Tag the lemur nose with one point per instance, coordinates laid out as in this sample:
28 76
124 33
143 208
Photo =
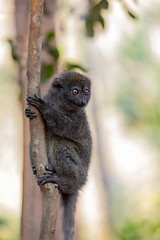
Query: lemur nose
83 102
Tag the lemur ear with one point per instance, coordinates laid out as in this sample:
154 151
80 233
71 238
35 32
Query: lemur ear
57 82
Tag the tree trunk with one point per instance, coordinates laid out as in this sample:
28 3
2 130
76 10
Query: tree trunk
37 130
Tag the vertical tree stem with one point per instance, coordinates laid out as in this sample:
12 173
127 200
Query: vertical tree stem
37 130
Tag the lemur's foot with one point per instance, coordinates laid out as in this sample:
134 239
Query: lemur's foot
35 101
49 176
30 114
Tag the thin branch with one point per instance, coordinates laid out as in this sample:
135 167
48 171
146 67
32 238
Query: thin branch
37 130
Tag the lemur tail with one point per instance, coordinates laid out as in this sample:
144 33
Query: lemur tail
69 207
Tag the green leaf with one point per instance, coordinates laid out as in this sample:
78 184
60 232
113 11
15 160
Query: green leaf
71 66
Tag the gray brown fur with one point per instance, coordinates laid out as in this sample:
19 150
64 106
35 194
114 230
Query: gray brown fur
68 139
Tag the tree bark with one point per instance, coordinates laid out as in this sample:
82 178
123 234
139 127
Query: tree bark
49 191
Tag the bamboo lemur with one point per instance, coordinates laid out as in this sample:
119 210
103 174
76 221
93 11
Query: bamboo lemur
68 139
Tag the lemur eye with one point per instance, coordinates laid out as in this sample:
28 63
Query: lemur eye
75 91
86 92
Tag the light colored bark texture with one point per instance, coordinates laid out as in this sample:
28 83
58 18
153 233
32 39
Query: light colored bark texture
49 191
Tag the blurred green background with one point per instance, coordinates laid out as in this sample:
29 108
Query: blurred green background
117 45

● **Directive**
Quote the material above word for word, omitting the picture.

● **Output of the task**
Tag the lemur nose with one point per instance, coordinates laid out as in this sample:
28 76
124 33
143 208
Photo =
Query: lemur nose
83 102
Tag the lemur ear with one point per instance, coordinates laid out as in this sample:
154 151
80 233
71 238
35 32
Query: lemur ear
57 82
Tag the tree trunk with one point per instance, coordinates laid out as in this sample:
28 3
2 130
76 10
Query: tree trunk
37 130
Tag the vertical tree stem with one point per instance, coordinates laid out as in this sample:
12 173
127 200
Query: vertical tree stem
37 130
Tag the lemur's foot with one point per instance, coordinates laid out as in this sample:
134 239
Query: lemur's foot
35 101
49 176
30 114
Tag the thin branch with one point per instance, coordinates laid out as in this sample:
135 167
48 171
146 67
32 238
Query: thin branch
37 130
Tag the lemur tail with one point per instance, coordinates laid out as in this sample:
144 33
Query: lemur tail
69 207
Tag the green leaf with one point per instance, coordinates laid out as in this sample:
78 184
60 232
113 11
15 160
Query: green leaf
71 66
Tag the gray brown fur with one point per instance, coordinates laid out as in this sample:
19 150
64 106
35 194
114 230
Query: gray brown fur
68 139
Tag the tree bark with one point per instance, coordinates laid out as in this sample:
82 178
123 234
139 127
Query: tree bark
49 191
Tag the bamboo lemur with one point per instance, coordinates laid out as in this sample:
119 210
103 174
76 221
93 11
Query: bamboo lemur
68 139
Tag the lemur eye with one point per instance, coordinates laid out as in this sample:
28 63
Query: lemur eye
75 91
86 92
Tag the light colored bark texture with one point per instance, coordinates laid out as in this sample:
28 83
58 18
153 233
32 39
Query: light colored bark texture
49 191
Tag the blurred green background with one point per instance, coordinates laid out as in this sample:
29 108
Query: blurred green background
117 45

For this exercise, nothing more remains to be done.